[Stored data entries]

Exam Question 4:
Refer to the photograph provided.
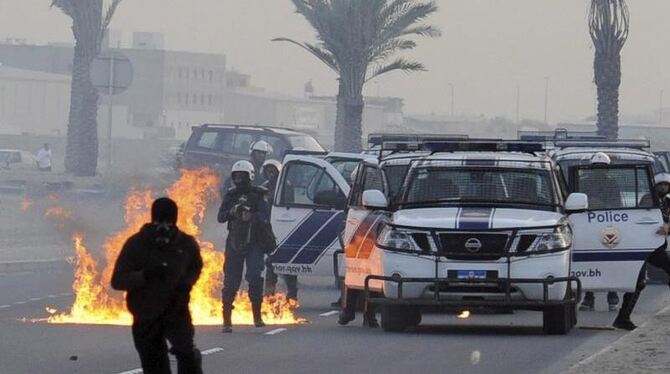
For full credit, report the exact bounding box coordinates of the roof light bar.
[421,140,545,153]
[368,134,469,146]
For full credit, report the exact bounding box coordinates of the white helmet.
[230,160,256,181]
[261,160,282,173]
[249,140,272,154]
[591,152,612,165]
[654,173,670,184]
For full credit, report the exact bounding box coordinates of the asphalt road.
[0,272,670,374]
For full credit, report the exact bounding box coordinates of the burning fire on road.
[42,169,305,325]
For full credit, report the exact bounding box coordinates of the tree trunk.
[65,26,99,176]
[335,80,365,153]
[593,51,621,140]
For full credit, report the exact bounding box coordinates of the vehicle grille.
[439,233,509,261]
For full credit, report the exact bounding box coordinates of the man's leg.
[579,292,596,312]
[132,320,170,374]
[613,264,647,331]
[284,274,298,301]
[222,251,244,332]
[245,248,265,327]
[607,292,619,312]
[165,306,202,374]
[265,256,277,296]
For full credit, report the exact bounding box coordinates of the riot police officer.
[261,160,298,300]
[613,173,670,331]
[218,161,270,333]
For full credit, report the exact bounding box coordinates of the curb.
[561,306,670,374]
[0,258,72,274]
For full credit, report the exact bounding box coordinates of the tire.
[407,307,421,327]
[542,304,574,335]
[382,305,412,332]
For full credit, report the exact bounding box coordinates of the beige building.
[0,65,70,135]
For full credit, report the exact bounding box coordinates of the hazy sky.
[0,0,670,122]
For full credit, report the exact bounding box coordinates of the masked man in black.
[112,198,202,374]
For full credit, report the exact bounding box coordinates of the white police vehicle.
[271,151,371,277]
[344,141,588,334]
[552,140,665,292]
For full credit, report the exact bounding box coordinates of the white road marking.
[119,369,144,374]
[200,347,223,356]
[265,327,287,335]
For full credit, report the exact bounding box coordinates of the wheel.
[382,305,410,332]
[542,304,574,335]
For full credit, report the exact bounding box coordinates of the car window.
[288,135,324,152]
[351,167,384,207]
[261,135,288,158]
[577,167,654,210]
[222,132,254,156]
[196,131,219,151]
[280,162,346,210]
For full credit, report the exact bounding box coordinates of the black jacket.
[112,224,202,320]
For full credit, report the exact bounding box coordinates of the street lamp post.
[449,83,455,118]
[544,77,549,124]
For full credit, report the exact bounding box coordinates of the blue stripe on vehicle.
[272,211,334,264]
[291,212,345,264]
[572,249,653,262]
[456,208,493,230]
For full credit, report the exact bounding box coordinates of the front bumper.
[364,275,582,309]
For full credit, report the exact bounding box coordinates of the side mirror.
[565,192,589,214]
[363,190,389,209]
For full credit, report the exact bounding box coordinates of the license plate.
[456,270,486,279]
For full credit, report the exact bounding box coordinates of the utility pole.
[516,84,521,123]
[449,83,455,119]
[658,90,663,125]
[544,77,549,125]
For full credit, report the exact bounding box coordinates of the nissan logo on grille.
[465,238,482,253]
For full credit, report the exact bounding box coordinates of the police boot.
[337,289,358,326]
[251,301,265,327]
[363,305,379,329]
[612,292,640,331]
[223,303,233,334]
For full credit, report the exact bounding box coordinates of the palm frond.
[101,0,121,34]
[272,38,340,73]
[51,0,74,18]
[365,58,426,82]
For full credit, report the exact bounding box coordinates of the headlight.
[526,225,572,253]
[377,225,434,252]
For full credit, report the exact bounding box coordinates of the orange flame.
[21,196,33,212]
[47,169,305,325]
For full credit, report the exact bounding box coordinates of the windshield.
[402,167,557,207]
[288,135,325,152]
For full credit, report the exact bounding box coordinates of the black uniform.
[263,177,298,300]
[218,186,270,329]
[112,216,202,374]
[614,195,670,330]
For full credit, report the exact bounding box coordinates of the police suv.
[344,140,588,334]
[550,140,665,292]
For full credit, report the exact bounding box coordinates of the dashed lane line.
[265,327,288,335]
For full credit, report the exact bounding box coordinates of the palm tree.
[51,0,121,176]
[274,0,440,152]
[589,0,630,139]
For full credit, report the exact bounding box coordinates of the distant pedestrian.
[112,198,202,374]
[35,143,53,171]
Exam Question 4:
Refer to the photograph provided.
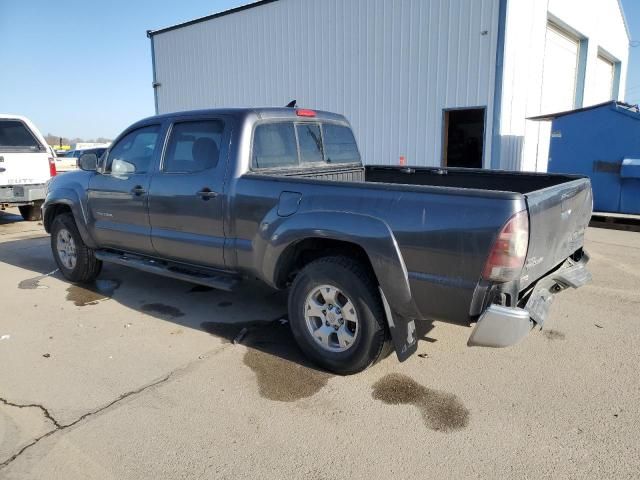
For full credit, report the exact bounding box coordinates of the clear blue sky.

#### Task description
Please write out every entry above word for word, leaving the pictures out of your answer.

#### Output below
Exam Question 4:
Refer to the photograph provided.
For full credit, report the exact bounding box coordinates of the roof light bar.
[421,140,545,153]
[368,134,469,146]
For full credit, report the exact bounding box coordinates of the white helmet.
[230,160,256,181]
[261,160,282,173]
[249,140,272,154]
[591,152,612,165]
[654,173,670,184]
For full credit, report the exact bounding box coordinates of the asphalt road.
[0,272,670,374]
For full credit, report the exact bounding box coordinates of the burning fire on road.
[42,169,305,325]
For full credit, report the exact bounding box coordinates of the tree trunk.
[65,26,99,176]
[335,80,365,153]
[593,51,621,140]
For full credit, report the exact bounding box coordinates of the vehicle grille.
[439,233,509,261]
For full credit, report the exact bounding box coordinates of the man's leg.
[579,292,596,312]
[132,320,170,374]
[613,264,647,331]
[284,274,298,301]
[222,251,244,332]
[245,248,265,327]
[607,292,619,312]
[165,306,202,374]
[265,256,277,296]
For full credit, report the exact bounding box coordinates of the riot police officer.
[261,160,298,300]
[613,173,670,331]
[218,161,270,333]
For full credit, report the exact bounding box coordinates of the curb.
[561,306,670,374]
[0,258,72,274]
For full credit, report the exact bounding box coordinates of the tire.
[407,307,421,327]
[542,304,574,335]
[382,305,412,332]
For full credit, report the exact bounding box coordinates of the beige building.
[0,65,70,135]
For full credit, report the exact bounding box coordinates of the hazy sky.
[0,0,670,122]
For full credit, report the exact bounding box coordinates of the masked man in black.
[112,198,202,374]
For full credit, report the exact bounding box coordinates of the white police vehicle.
[271,151,371,277]
[344,141,588,334]
[552,140,665,292]
For full credit, report the exact bounding box coordinates of the white road marking.
[119,369,144,374]
[200,347,223,356]
[265,327,287,335]
For full credit, report the exact bounding box coordinates of the wheel.
[382,305,410,332]
[542,304,574,335]
For full credit, report the exact bounding box coordinates of the car window.
[288,135,324,152]
[351,167,384,207]
[261,135,288,158]
[577,167,654,210]
[222,132,254,156]
[196,131,219,151]
[280,162,346,210]
For full credit, report the exact bounding box coordinates of the black jacket.
[112,224,202,320]
For full credit, report the exact bounding box coordinates of the street lamp post.
[449,83,455,118]
[544,77,549,124]
For full credit, report the exact bounding box coordinates of the blue stripe on vehicle.
[272,211,334,264]
[291,212,345,264]
[572,249,653,262]
[456,208,493,230]
For full credit, report the exact bounding box coordinates of the front bumper.
[364,275,582,309]
For full credit, report the exact bounding box coordinates of the side mirror.
[565,192,589,214]
[363,190,389,209]
For full credit, report the exact bounding box coordinates of the license plate.
[456,270,486,279]
For full credit, report the exact bounding box coordinates of the utility pole.
[516,84,521,123]
[449,83,455,119]
[658,90,663,125]
[544,77,549,125]
For full credit, report the exact bounding box coordinates of the nissan logo on grille.
[465,238,482,253]
For full credit, report the exact bounding box coordinates of the police boot.
[337,289,358,326]
[251,301,265,327]
[363,305,379,329]
[612,292,640,331]
[223,303,233,334]
For full credit, report the exact bounding box coordinates of the palm frond.
[101,0,121,34]
[272,38,340,73]
[51,0,74,18]
[365,58,426,82]
For full credit, report the exact bounding box coordinates of the headlight.
[526,225,572,253]
[377,225,434,252]
For full credit, report the exact bounding box coordinates of the orange flame.
[21,196,33,212]
[47,169,305,325]
For full credit, report the exact bounding box coordinates of the windshield.
[402,167,557,207]
[288,135,325,152]
For full credit, report the exact bounding box coordinates of the black uniform.
[263,177,298,300]
[218,186,270,329]
[112,216,202,374]
[614,195,670,330]
For full credit, report the exact bounding box coordinates of the police suv.
[344,140,588,334]
[550,140,665,292]
For full credit, report the exact bounding box coordinates of the dashed lane line.
[265,327,288,335]
For full credit, report the exact bounding box coordinates of the palm tree.
[51,0,121,176]
[274,0,440,152]
[589,0,630,139]
For full credit, report the exact bounding box coordinates of the distant pedestrian.
[112,198,202,374]
[35,143,53,171]
Exam Question 4:
Refer to the photograph provided.
For full credit, report the exact bounding box coordinates of the clear blue sky.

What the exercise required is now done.